> Directions
Every line with "below" in it should be copied from the data.

> Data records

»»

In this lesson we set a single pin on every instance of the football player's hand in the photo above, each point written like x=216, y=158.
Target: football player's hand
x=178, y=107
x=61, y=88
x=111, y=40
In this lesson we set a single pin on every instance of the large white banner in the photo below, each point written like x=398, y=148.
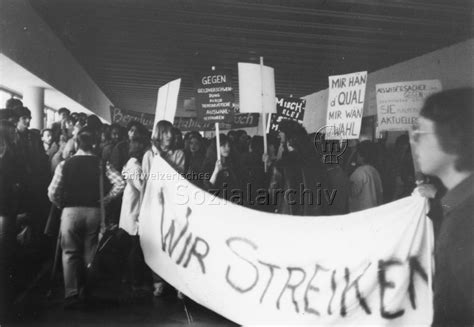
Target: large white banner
x=345, y=106
x=398, y=104
x=370, y=267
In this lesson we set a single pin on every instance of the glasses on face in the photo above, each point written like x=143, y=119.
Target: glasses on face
x=415, y=133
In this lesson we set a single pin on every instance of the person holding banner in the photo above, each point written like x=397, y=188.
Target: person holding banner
x=226, y=177
x=194, y=151
x=296, y=178
x=133, y=176
x=119, y=155
x=444, y=145
x=163, y=144
x=366, y=185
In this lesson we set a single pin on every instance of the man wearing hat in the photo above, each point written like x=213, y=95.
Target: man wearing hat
x=33, y=163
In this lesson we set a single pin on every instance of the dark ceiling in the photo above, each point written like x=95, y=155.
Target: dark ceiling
x=130, y=48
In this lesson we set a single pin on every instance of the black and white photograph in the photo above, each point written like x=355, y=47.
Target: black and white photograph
x=236, y=163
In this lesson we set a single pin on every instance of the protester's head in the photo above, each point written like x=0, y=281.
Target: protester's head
x=178, y=138
x=296, y=139
x=63, y=113
x=137, y=148
x=77, y=127
x=136, y=130
x=74, y=116
x=256, y=145
x=86, y=139
x=225, y=146
x=24, y=118
x=232, y=135
x=13, y=104
x=225, y=151
x=105, y=133
x=94, y=122
x=47, y=136
x=402, y=143
x=7, y=136
x=444, y=134
x=163, y=135
x=272, y=145
x=117, y=133
x=82, y=116
x=195, y=144
x=68, y=130
x=366, y=153
x=10, y=115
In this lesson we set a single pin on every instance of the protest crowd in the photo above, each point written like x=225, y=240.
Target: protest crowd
x=81, y=177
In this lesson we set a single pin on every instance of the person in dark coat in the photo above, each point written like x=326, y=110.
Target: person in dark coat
x=298, y=175
x=194, y=153
x=225, y=176
x=443, y=142
x=9, y=199
x=120, y=153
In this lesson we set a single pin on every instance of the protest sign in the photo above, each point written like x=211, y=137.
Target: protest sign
x=256, y=88
x=123, y=117
x=167, y=101
x=289, y=109
x=214, y=96
x=371, y=267
x=345, y=105
x=398, y=104
x=194, y=124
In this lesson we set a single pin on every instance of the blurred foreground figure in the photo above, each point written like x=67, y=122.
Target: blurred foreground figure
x=444, y=145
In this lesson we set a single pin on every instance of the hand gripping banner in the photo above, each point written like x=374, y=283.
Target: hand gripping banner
x=370, y=267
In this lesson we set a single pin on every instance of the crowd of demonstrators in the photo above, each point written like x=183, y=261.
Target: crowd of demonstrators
x=86, y=163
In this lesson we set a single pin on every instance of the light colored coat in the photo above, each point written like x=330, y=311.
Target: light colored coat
x=133, y=175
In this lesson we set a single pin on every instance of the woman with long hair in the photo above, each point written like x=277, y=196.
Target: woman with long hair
x=225, y=177
x=132, y=173
x=164, y=145
x=298, y=175
x=9, y=200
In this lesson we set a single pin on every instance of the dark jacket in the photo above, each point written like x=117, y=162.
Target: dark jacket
x=119, y=155
x=454, y=258
x=294, y=186
x=228, y=184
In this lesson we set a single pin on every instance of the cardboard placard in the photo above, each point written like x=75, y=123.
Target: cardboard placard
x=345, y=105
x=214, y=96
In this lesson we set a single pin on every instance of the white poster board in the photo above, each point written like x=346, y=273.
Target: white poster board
x=167, y=101
x=252, y=77
x=345, y=106
x=398, y=104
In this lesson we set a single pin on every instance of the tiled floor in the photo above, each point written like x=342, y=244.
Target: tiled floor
x=38, y=310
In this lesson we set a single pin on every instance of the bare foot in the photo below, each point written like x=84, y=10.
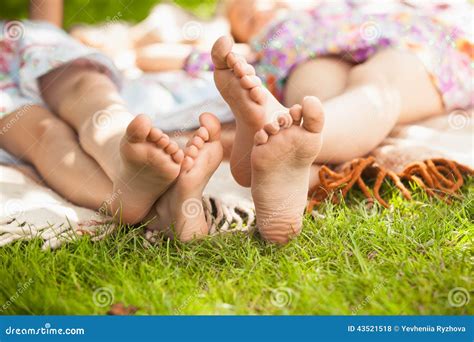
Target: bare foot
x=150, y=164
x=252, y=104
x=180, y=209
x=281, y=161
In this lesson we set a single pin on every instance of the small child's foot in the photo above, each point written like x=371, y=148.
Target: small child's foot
x=281, y=161
x=150, y=164
x=180, y=209
x=252, y=104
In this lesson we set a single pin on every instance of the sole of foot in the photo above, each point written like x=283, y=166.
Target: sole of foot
x=179, y=212
x=281, y=161
x=251, y=104
x=150, y=163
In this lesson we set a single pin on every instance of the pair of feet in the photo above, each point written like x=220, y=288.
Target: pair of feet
x=274, y=146
x=162, y=184
x=273, y=151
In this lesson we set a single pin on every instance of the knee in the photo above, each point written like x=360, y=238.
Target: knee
x=380, y=89
x=53, y=130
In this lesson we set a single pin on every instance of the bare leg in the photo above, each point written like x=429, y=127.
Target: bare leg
x=375, y=99
x=324, y=77
x=139, y=159
x=51, y=146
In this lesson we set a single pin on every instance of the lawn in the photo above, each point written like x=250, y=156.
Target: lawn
x=350, y=260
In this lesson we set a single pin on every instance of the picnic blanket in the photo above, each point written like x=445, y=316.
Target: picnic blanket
x=435, y=153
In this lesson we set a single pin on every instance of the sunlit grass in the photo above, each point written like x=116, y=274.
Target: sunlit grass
x=354, y=260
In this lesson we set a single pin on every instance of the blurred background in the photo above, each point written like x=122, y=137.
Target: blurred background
x=97, y=11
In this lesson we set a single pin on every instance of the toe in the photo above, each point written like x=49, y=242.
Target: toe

««

> Exercise output
In this lesson we set a single pin on every instance of the large white banner in the photo below, each point written like x=398, y=148.
In this lesson we set a single pin on every instance of the bare foot in the photo below, each point written like x=84, y=10.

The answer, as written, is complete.